→ **Extract to read**:

With the help of volunteers, hospice provides care and to over one million people and their families every year. The functions of a hospice volunteer vary to meet the needs of persons living with severe illness or debilitation. In addition, a volunteer may offer support through community outreach, fundraising, or office work.
Hospice Volunteers: Helping People Live to the Fullest
Wherever hospice volunteers serve, they perform essential functions. Without them, hospice organizations would not be able to provide the level care and support which draws so many to volunteer in the first place. Those who volunteer serve both patients and their loved ones by providing much-needed empathy and companionship during the end of life process. Volunteers also contribute by engaging in community outreach activities and raising funds to continue the mission of each hospice care organization. Most volunteers derive immense satisfaction and pride from the knowledge that their work is so important to the lives of patients, their loved ones, and their community.
Hospice Helps Life Go On
By providing excellent medical expertise and support to those with life-limiting conditions, hospice care has come to set the standard of palliative care for those who face debilitating conditions and require expert care and assistance. For the families and friends of those in need, hospice provides services and support to alleviate some of the struggles associated with their family member or loved one’s condition. Because hospice care is primarily directed towards providing care rather than a cure, most hospice work occurs in the homes of patients, although services are also provided through hospitals, nursing homes and/or other long-term residence facilities, and in centers explicitly devoted to providing hospice care.

→ **Provided records**:
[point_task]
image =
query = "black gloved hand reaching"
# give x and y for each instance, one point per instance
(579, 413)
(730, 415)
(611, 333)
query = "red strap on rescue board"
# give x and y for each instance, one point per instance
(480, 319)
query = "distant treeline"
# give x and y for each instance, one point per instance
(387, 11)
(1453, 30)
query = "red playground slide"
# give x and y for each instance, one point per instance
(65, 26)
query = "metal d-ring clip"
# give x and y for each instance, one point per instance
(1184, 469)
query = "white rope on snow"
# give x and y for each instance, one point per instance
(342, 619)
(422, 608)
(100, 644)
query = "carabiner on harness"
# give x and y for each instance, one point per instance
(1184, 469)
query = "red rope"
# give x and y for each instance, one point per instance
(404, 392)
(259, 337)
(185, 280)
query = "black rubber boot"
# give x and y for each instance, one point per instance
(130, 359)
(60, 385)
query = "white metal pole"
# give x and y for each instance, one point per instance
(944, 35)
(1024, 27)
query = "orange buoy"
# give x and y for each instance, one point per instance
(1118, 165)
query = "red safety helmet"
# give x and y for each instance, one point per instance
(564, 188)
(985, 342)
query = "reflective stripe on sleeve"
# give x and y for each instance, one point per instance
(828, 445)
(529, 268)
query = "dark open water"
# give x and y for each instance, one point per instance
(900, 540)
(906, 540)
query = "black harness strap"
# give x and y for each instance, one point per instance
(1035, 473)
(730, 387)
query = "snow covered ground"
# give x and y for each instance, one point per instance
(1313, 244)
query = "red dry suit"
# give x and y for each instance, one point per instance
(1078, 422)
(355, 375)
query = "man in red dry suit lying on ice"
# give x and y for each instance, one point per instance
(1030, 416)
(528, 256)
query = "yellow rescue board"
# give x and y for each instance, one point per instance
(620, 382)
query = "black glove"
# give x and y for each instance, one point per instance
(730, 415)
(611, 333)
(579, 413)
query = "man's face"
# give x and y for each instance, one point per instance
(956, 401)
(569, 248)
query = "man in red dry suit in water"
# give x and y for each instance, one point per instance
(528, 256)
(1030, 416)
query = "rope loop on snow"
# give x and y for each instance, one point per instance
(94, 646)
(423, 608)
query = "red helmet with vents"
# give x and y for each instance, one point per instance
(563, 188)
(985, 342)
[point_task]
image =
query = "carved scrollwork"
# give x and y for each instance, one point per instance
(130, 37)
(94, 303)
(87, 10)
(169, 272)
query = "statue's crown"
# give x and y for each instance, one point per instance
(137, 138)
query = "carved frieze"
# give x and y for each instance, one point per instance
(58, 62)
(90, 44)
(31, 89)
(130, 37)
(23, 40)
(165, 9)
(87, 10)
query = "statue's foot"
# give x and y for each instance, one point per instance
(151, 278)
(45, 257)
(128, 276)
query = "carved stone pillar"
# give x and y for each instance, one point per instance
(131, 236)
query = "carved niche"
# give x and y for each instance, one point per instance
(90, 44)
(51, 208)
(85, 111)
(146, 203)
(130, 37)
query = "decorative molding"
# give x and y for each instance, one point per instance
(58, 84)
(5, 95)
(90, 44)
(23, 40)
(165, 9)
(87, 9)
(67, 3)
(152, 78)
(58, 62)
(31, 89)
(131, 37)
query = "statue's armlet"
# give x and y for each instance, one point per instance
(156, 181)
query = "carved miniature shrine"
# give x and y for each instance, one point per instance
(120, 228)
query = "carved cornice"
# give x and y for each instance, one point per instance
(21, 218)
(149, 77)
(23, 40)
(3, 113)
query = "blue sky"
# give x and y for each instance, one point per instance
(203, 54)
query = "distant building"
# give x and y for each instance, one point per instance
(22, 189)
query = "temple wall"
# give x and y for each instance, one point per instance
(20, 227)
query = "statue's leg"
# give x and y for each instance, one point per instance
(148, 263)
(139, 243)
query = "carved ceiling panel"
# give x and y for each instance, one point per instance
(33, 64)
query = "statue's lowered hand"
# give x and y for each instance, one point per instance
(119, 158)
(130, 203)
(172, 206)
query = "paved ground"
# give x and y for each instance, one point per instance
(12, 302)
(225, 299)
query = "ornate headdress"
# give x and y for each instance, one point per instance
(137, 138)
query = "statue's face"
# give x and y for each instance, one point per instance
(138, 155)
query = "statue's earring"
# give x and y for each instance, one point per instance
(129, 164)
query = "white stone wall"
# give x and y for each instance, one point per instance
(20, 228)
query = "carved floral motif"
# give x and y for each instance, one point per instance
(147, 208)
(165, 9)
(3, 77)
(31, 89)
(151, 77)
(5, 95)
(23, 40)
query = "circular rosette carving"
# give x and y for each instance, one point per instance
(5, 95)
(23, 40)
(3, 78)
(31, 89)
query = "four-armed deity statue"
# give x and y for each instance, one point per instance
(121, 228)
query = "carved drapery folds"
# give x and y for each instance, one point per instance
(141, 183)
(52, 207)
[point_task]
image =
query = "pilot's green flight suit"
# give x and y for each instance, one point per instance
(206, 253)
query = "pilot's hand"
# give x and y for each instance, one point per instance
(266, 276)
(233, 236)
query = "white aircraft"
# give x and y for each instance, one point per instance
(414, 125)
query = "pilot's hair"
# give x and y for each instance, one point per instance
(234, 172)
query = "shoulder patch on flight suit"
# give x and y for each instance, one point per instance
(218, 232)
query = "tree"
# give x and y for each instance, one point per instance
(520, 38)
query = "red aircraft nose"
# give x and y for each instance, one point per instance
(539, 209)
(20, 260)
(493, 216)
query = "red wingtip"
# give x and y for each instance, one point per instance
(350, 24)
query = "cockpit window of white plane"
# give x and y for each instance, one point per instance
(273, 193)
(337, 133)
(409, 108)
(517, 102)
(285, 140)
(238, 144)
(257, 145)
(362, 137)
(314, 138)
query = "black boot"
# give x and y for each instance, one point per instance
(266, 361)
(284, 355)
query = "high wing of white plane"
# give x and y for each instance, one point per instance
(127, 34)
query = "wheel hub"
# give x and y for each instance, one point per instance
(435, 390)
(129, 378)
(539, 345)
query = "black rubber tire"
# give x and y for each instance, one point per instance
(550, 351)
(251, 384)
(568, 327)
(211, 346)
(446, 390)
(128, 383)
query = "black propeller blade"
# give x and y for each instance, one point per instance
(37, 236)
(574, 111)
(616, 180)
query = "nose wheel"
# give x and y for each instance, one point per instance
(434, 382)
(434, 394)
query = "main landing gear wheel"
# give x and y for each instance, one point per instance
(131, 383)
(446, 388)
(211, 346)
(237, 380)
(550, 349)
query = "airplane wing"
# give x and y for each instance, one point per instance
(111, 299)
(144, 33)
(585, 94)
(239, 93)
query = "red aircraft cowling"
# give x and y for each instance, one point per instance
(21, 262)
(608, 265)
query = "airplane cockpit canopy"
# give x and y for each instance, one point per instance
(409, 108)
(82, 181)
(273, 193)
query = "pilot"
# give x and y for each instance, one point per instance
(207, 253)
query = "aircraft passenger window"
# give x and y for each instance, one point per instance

→ **Activity list**:
[1] Duplicate the hospice volunteer text starting with "With the help" and going on through "or office work.".
[2] List every setting where the hospice volunteer text says hospice work occurs or services are provided.
[3] According to the hospice volunteer text, why does most hospice work occur in patients' homes?
The records above come from a different source than the hospice volunteer text.

→ **Answers for the tasks**:
[1]
With the help of volunteers, hospice provides care and to over one million people and their families every year. The functions of a hospice volunteer vary to meet the needs of persons living with severe illness or debilitation. In addition, a volunteer may offer support through community outreach, fundraising, or office work.

[2]
- Homes of patients
- Hospitals
- Nursing homes
- Other long-term residence facilities
- Centers explicitly devoted to providing hospice care

[3] Hospice care is primarily directed toward providing care rather than a cure. For that reason, most hospice work takes place in patients' homes.